--- TASK BRIEF ---
In the tuberculosis abstract, which technique was applied to handle class imbalance?

--- SUPPLIED PASSAGE ---
Understanding genetic diversity and rapid drug resistance prediction in mycobacterium tuberculosis from whole-genome sequence and other epidemiological data
Abstract
Tuberculosis (TB) remains one of the major global health problems with an estimated 1.6 million deaths worldwide. The availability of whole-genome sequence (WGS) data offers a good avenue for understanding genetic diversity and drug resistance (DR) mutations. We aimed to investigate the genetic diversity and relatedness of Mycobacterium tuberculosis isolates among individuals with different CD4 cell counts and leverage machine learning (ML) algorithms in predicting DR using WGS and epidemiological data from Uganda.
Methods: This was a cross-sectional study utilizing 226 WGS samples of MTB isolates in Uganda between 2013 and 2023. Associated patient demographic data and phenotypic drug information was obtained. We utilized TB profiler for lineage and drug resistance prediction, and snippy tool for variant calling and annotation. Phylogenetic analysis was performed on the core genome alignment file in MEGA. For ML model development, we split the data into training (80%) and testing (20%) datasets. The SMOTE technique was applied to handle for class imbalance issue. We evaluated various ML algorithms including random forest (RF), Logistic regression (LR), boosting classifiers such as ada Boost, cat Boost, Gradient Boosting, XGBoost etc. for prediction of drug resistance for the antibiotics Rifampicin, Ethambutol, Isoniazid and Streptomycin. Various key metrics such as recall, precision, Receiver operating characteristic curve (ROC), and Matthews Correlation Coefficient (MCC) were used to assess the performance characteristics of the models.

--- RECORDS PROVIDED ---
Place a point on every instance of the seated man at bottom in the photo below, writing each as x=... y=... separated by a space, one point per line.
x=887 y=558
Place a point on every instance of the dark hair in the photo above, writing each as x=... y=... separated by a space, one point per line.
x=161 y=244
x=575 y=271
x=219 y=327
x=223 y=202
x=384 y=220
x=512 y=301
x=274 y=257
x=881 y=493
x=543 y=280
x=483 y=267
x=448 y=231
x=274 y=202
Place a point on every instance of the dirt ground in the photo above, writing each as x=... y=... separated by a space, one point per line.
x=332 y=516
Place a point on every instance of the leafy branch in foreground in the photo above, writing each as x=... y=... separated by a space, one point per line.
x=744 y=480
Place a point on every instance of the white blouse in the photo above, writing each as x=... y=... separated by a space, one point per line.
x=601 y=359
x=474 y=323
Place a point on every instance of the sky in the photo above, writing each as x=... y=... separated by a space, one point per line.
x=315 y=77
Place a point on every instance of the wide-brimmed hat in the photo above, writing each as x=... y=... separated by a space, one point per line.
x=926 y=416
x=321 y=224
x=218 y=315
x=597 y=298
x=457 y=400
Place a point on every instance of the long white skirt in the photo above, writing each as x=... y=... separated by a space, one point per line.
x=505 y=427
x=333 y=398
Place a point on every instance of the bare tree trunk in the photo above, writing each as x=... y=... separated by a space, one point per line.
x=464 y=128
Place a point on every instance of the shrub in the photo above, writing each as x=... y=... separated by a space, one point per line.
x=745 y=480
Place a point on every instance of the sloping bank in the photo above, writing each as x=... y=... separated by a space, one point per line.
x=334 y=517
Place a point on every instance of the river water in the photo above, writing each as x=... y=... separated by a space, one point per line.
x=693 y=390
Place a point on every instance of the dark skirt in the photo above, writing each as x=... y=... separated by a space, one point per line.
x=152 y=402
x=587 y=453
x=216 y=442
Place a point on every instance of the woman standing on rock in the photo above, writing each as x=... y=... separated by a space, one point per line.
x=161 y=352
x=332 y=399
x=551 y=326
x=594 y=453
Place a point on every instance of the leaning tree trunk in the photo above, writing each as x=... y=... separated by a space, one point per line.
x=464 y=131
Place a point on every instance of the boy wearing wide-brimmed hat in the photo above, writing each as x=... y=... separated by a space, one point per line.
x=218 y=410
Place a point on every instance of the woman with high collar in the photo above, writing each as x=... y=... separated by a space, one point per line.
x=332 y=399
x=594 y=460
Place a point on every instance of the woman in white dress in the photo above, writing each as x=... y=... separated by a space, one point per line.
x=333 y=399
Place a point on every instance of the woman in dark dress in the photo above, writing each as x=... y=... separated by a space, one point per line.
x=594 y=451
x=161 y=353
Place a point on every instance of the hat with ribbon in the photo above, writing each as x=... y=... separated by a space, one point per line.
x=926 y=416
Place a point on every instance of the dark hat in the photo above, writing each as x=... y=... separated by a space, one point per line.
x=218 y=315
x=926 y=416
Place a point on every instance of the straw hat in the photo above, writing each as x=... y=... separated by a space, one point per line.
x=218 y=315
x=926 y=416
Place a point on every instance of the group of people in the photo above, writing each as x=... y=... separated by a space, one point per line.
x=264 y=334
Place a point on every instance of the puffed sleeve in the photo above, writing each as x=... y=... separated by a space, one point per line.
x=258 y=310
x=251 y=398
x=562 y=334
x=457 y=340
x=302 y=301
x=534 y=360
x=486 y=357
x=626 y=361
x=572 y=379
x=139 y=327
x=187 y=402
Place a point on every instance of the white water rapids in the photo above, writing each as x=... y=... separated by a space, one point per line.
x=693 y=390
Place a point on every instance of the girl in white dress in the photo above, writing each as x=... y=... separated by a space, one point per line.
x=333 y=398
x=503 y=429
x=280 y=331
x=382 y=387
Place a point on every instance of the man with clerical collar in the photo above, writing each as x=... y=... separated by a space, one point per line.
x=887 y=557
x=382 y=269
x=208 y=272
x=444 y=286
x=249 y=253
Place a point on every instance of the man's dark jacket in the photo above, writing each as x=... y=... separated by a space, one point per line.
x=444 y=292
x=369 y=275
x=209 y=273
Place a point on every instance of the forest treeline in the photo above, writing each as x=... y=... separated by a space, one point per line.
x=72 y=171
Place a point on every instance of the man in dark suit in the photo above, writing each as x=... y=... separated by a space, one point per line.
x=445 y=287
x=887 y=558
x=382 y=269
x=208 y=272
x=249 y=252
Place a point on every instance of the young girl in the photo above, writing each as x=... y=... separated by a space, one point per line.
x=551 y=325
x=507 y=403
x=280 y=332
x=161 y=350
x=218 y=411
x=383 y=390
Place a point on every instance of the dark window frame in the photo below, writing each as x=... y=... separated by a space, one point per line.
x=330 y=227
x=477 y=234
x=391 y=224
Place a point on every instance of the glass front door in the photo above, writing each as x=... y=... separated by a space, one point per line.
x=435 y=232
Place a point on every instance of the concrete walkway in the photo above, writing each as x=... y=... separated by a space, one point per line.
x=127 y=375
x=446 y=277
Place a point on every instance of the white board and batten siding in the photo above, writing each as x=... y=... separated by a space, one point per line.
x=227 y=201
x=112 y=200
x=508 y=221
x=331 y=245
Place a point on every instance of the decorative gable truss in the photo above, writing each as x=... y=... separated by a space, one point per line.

--- TASK ANSWER ---
The SMOTE technique.